═════ Data excerpts

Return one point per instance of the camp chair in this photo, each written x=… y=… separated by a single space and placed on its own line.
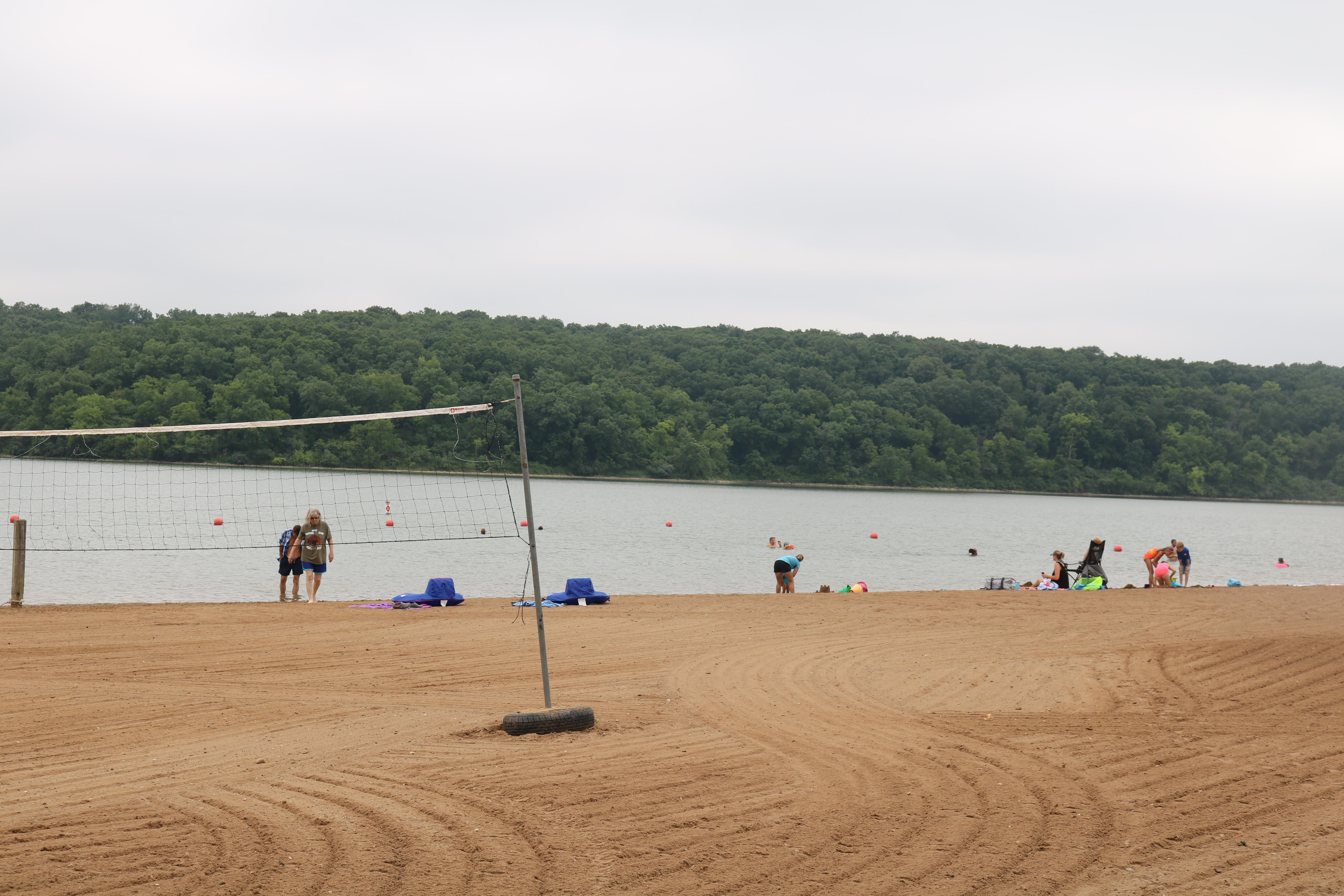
x=1091 y=567
x=439 y=593
x=576 y=589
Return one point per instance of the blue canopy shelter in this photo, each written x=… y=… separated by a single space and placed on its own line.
x=439 y=593
x=576 y=589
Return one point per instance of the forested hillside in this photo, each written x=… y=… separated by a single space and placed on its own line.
x=713 y=402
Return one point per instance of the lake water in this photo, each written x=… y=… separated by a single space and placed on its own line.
x=614 y=532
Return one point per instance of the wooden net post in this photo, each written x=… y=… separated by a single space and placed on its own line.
x=21 y=551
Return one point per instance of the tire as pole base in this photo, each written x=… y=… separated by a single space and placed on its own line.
x=549 y=722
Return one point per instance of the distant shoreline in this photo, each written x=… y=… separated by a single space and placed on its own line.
x=915 y=488
x=740 y=483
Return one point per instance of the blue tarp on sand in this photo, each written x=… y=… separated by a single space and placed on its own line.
x=439 y=593
x=576 y=589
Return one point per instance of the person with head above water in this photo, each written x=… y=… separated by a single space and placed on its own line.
x=786 y=571
x=318 y=551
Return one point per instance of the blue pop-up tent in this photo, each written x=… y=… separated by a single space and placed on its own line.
x=576 y=589
x=439 y=593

══════════

**What to work on:** Please convert every line of the rows above into a JSON list of strings, one string per line, leaving out blank lines and the picture.

**The result:**
[
  "Return one point per instance of the camp chair in this photo, each written x=… y=… separated by a single space and placed on its own line.",
  "x=1091 y=567",
  "x=439 y=593",
  "x=576 y=589",
  "Return one point per instance of the blue canopy shelter in this photo, each written x=… y=… separated by a single space and placed on its own line.",
  "x=439 y=593",
  "x=576 y=589",
  "Return one point per instance of the forested hillside in this photo, each written x=… y=… separated by a single space and placed on its own line.",
  "x=713 y=402",
  "Return one point per instance of the lake water in this photo, each written x=… y=… separated by a single space and placed on its own line.",
  "x=614 y=532",
  "Return one point per instance of the wooden net post in this photo, each written x=… y=… separated by a single space and placed on its own line.",
  "x=21 y=551",
  "Return one point per instance of the tire as pole base in this photo, each written x=… y=… separated by a single space and placed on its own line.",
  "x=549 y=722",
  "Return one point per instance of the distant shoreline in this photo, each written x=… y=… separated by a single space and placed on its own line.",
  "x=915 y=488",
  "x=740 y=483",
  "Return one point per instance of the blue tarp on sand in this photo, each written x=… y=… separated by a single space and placed on its own line.",
  "x=439 y=593",
  "x=576 y=589",
  "Return one point per instance of the person with head above water in this photo, each written x=… y=… separated by a single space and placed on its own line.",
  "x=786 y=571",
  "x=318 y=551",
  "Return one point per instance of the blue pop-up tent in this photo, each written x=… y=… separated by a single space and placed on its own line.",
  "x=576 y=589",
  "x=439 y=593"
]